══ READING TEXT ══

The I-580 project, which began construction in June 2014, is converting the eastbound high-occupancy vehicle (HOV) lane and another lane into two express lanes from Hacienda Drive to Greenville Road in Livermore.

For the westbound direction, a single express lane will run from Greenville to the San Ramon/Foothill roads overcrossing, creating the first HOV-specific lane on westbound I-580 through the corridor.

New driving lanes were previously built in each direction as part of separate HOV and auxiliary lanes projects, Lengyel said.

The express lanes would be free to access for carpools, vanpools, public transit, motorcycles and eligible clean-air vehicles while other solo drivers could pay a toll to use the lanes from 5 a.m. to 8 p.m. Mondays through Fridays. The lanes would be open free-of-charge all other times.

Express lane access will be nearly continuous, except for limitations eastbound between Hacienda and Fallon and El Charro roads and westbound between Hacienda and San Ramon Road.

Alameda CTC officials hope the lanes will help maximize HOV efficiency and reduce congestion throughout the corridor, which ranked as the sixth-most congested freeway during commute hours in the Bay Area, according to a study released by the MTC in 2013.

Whether express lanes impact another significant congestion contributor -- crashes -- isn't immediately clear, according to Goodwin.

"I am not aware of any data that show either an increase or a decline in accidents on express lanes when compared to either traditional carpool lanes or general purpose lanes," he said.

═══
══ DATA SUPPLIED ══

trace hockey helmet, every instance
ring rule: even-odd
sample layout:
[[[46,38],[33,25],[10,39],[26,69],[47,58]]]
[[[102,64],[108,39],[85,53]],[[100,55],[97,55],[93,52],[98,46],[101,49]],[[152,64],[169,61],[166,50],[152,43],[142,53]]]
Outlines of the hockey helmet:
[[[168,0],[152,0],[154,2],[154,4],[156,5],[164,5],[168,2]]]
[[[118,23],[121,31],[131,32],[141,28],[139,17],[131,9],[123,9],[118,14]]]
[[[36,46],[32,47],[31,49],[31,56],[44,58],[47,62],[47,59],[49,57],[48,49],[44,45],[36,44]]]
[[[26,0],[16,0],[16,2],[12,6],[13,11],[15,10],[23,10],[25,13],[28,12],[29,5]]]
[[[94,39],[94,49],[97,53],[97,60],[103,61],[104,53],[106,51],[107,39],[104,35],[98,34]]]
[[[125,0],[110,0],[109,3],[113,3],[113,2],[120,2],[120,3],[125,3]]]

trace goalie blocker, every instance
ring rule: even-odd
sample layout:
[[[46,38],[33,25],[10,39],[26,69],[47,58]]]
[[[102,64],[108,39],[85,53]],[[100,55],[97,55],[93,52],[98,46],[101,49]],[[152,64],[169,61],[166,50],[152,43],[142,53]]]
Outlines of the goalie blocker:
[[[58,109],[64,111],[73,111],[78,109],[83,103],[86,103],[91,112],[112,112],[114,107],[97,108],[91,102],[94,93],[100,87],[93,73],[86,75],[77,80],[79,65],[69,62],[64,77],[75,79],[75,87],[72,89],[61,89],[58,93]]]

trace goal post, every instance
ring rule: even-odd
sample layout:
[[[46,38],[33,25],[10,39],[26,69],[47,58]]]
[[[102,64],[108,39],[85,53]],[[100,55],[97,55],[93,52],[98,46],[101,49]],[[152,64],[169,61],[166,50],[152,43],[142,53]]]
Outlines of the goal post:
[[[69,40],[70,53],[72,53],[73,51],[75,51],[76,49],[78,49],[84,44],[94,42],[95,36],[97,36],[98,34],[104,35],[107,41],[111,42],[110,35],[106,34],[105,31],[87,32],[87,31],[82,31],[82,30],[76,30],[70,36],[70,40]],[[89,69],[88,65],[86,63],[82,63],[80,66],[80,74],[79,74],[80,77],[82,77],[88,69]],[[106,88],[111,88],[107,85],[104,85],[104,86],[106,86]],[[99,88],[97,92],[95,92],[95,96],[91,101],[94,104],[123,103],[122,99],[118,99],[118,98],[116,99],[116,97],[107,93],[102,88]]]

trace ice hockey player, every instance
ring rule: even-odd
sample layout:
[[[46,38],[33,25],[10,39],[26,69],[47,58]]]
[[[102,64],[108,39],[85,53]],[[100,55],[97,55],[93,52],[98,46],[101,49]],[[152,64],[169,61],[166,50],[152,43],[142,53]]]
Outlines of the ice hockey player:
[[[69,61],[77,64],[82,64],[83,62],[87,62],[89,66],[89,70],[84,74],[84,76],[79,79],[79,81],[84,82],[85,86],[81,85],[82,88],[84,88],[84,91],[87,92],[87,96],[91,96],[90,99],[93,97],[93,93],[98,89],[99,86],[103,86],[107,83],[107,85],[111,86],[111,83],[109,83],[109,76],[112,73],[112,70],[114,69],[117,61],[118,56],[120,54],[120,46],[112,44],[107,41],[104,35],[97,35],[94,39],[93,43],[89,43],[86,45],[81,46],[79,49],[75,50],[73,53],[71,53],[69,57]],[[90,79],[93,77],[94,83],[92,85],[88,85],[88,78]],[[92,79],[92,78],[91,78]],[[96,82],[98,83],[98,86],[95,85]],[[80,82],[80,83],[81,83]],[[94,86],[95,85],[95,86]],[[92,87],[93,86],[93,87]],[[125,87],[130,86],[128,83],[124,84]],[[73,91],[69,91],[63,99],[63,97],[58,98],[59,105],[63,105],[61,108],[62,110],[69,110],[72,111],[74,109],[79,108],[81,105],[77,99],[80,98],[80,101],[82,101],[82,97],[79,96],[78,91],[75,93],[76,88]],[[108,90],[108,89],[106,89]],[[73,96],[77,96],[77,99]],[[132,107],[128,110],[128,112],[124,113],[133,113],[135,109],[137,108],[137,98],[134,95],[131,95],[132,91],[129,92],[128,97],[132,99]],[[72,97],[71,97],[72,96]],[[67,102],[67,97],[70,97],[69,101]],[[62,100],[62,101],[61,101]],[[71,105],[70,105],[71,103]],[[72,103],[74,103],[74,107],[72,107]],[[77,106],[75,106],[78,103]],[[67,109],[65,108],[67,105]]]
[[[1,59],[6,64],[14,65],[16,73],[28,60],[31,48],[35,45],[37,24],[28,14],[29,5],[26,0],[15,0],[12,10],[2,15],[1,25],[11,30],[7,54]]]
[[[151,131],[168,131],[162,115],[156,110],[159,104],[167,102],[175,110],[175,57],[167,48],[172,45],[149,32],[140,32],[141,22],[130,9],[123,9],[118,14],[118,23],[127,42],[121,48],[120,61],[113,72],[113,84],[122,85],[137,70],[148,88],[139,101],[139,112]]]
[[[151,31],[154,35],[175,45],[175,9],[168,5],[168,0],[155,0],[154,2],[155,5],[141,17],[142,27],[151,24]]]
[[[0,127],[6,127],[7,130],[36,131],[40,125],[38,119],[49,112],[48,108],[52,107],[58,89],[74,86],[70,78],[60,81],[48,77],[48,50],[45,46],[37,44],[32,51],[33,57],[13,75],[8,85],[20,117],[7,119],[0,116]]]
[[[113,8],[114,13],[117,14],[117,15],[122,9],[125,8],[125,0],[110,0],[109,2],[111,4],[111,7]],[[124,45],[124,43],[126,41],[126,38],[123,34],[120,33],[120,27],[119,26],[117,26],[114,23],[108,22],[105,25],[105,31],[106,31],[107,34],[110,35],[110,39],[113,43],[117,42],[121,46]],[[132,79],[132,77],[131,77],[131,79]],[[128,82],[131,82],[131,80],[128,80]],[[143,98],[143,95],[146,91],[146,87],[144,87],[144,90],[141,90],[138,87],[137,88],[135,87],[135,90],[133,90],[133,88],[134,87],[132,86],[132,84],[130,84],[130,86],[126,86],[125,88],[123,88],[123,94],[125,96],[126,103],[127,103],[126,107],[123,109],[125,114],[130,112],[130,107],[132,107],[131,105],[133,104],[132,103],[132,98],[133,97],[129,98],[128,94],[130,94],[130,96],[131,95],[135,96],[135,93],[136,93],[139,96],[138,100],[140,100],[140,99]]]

═══

WRITTEN INSTRUCTION: Reproduce the passage of the I-580 express lanes text that begins at the words "The I-580 project, which" and stops after "through the corridor.".

ANSWER IN FULL:
The I-580 project, which began construction in June 2014, is converting the eastbound high-occupancy vehicle (HOV) lane and another lane into two express lanes from Hacienda Drive to Greenville Road in Livermore.

For the westbound direction, a single express lane will run from Greenville to the San Ramon/Foothill roads overcrossing, creating the first HOV-specific lane on westbound I-580 through the corridor.